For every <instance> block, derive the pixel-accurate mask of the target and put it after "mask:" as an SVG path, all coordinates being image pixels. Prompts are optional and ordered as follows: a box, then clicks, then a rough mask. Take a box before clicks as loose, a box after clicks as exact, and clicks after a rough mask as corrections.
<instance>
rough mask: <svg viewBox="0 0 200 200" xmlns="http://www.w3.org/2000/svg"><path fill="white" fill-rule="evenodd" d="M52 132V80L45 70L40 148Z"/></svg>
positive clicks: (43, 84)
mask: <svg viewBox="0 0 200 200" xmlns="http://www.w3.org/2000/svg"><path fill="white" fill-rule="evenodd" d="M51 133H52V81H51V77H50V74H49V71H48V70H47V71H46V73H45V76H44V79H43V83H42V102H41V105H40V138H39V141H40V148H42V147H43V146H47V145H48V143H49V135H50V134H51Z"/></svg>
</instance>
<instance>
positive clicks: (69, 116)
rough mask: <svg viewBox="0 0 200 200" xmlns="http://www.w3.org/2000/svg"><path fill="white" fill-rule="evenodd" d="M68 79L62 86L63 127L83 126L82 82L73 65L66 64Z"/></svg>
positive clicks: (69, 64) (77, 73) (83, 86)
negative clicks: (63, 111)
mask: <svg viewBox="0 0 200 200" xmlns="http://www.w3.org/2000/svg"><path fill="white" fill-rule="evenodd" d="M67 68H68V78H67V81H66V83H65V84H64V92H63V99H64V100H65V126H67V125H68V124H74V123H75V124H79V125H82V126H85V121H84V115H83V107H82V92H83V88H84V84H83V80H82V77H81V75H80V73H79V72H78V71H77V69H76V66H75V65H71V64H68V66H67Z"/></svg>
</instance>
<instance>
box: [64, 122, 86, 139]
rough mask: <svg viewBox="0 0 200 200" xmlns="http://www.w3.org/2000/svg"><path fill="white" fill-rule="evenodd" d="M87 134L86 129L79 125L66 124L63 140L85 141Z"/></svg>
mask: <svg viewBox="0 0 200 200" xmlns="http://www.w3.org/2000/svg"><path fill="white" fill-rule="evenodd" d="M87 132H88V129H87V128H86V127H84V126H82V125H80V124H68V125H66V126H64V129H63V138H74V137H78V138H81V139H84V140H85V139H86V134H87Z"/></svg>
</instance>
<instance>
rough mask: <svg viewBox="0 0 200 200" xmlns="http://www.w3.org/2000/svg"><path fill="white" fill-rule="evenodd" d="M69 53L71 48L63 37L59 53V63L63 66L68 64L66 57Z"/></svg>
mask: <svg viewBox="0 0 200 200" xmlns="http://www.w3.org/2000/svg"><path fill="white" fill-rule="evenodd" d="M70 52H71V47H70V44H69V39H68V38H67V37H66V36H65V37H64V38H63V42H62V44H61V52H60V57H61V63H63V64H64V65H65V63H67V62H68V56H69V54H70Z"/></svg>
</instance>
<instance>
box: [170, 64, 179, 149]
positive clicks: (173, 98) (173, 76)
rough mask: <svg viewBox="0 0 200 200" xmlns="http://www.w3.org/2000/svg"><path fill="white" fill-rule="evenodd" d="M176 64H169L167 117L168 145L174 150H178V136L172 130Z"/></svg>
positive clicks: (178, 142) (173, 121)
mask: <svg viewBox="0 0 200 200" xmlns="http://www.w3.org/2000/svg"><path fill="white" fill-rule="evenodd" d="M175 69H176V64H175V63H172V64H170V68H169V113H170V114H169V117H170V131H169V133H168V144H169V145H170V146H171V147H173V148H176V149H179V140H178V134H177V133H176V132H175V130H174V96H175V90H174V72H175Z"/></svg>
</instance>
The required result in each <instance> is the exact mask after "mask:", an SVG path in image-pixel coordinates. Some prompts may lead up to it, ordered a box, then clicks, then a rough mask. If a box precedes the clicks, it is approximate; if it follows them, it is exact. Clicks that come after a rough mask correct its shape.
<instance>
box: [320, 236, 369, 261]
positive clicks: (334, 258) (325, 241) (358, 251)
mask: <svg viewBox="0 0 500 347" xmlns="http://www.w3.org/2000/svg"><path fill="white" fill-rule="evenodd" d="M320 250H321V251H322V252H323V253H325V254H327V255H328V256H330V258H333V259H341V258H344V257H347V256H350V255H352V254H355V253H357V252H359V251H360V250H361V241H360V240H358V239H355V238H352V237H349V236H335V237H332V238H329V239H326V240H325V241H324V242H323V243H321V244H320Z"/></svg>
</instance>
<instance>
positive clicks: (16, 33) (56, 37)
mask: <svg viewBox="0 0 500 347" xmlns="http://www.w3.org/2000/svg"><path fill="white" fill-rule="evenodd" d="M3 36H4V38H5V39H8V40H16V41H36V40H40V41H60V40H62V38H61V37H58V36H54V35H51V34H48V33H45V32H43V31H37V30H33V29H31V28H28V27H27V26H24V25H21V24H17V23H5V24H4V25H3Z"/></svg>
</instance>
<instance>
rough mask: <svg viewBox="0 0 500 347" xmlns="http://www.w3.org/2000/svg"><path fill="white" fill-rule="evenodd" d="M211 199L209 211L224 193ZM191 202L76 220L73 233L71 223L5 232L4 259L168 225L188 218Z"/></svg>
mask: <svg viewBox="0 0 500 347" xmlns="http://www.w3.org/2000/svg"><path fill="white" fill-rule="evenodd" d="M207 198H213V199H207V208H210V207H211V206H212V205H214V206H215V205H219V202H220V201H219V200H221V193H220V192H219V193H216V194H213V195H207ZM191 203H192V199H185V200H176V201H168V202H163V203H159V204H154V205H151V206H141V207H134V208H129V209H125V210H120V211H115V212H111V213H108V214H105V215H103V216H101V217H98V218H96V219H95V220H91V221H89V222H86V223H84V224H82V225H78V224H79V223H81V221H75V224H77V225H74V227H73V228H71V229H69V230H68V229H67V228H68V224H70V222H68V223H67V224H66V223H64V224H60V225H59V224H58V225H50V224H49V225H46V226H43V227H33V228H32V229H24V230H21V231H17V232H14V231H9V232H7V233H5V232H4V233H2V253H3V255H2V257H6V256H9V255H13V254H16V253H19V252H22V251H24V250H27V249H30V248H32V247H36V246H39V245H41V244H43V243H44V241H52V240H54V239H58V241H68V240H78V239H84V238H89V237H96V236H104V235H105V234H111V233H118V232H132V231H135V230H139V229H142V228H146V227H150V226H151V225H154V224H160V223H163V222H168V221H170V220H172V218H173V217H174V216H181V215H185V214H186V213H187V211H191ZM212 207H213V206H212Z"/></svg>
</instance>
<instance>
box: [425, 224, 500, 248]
◆ ◆ ◆
(Exercise directions)
From the entries above, select every line that contains the word "clicks", matching its case.

(Completed exercise)
For every <instance> block, derive the pixel-accurate mask of the target and put it after "mask:" as an SVG path, all coordinates being image pixels. Prompts are optional and ordered as follows: a box, then clicks, then a rough mask. Take a box before clicks as loose, a box after clicks as exact, and clicks after a rough mask as corrections.
positive clicks: (43, 84)
positive clicks: (69, 116)
positive clicks: (69, 64) (77, 73) (83, 86)
negative clicks: (63, 111)
positive clicks: (173, 98) (173, 76)
positive clicks: (178, 142) (173, 121)
The required result in each <instance> is the exact mask after "mask:", an SVG path in image-pixel coordinates. Some prompts may lead up to it, ordered a box, then clicks, then a rough mask. If a box precedes the clicks, it is approximate; if it follows them, it is exact. Clicks that come after a rough mask correct its shape.
positive clicks: (334, 258) (325, 241) (358, 251)
positive clicks: (16, 33) (56, 37)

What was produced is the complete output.